__The exercise__
Report each line of the material below in which the word "brown" appears.

[Point labels for objects]
********

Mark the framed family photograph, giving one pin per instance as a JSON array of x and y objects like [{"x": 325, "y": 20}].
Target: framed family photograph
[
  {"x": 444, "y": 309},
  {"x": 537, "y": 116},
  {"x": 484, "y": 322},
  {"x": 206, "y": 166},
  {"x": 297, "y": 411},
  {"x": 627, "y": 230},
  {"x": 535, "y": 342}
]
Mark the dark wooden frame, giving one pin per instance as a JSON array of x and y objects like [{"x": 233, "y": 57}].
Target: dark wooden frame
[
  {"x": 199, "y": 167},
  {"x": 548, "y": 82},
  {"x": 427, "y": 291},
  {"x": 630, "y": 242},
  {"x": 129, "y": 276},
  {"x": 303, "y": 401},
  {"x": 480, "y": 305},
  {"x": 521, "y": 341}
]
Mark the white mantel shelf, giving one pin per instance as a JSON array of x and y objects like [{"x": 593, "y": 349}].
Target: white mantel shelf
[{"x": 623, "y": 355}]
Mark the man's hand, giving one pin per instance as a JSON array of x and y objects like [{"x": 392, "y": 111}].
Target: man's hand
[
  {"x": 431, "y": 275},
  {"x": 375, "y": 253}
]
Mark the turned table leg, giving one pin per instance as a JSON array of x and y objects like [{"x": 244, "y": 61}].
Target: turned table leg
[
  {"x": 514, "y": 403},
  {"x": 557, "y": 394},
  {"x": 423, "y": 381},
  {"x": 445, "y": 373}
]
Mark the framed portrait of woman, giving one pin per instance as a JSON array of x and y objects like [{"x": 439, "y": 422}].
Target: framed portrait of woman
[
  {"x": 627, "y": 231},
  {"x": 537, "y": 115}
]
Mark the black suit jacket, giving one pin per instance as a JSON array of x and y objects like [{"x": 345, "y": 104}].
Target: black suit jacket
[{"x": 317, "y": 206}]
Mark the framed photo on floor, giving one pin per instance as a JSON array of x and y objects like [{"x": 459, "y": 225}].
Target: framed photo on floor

********

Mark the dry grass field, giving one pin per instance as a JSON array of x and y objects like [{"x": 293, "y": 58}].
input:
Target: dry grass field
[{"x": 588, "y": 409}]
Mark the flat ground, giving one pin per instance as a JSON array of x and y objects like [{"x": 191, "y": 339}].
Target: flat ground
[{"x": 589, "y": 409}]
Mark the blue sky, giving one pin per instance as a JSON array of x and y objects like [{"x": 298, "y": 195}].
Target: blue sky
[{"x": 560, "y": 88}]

********

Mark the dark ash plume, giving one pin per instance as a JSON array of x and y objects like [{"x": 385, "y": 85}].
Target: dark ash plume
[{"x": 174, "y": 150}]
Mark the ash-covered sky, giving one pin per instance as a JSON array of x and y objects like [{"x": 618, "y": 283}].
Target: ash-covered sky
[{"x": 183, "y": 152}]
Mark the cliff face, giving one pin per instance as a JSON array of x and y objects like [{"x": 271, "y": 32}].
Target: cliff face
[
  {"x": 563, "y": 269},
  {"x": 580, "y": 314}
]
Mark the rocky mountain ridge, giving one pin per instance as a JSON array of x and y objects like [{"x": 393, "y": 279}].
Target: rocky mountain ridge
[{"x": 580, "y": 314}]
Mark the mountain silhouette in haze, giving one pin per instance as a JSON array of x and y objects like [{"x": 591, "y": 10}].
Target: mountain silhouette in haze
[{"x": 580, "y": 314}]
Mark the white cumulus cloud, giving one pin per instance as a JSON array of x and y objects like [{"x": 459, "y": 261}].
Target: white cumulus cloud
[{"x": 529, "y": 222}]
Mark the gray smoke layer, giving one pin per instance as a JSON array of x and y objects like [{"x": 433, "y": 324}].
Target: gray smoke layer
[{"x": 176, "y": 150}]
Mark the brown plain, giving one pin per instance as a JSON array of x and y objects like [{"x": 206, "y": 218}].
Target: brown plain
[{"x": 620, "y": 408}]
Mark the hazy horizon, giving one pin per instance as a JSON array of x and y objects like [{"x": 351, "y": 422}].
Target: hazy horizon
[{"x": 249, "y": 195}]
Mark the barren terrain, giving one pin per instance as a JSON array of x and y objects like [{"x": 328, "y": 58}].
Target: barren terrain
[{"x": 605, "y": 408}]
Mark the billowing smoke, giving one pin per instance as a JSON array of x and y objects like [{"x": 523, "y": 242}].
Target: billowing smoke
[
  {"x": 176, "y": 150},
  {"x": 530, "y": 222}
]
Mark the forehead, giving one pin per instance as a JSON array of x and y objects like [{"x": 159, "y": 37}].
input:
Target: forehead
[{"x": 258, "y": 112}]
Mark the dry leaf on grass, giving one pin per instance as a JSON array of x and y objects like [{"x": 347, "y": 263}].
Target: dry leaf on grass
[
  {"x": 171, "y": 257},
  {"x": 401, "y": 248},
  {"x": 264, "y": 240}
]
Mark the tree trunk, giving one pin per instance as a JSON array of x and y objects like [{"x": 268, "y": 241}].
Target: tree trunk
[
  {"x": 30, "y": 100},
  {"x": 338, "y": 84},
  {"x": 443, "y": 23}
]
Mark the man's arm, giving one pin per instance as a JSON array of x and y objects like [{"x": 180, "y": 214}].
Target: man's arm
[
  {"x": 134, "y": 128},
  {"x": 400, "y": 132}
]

********

__Result of the task__
Mark the brown plain, giving one pin per instance as a JSON array of x and y objects like [{"x": 206, "y": 218}].
Target: brown plain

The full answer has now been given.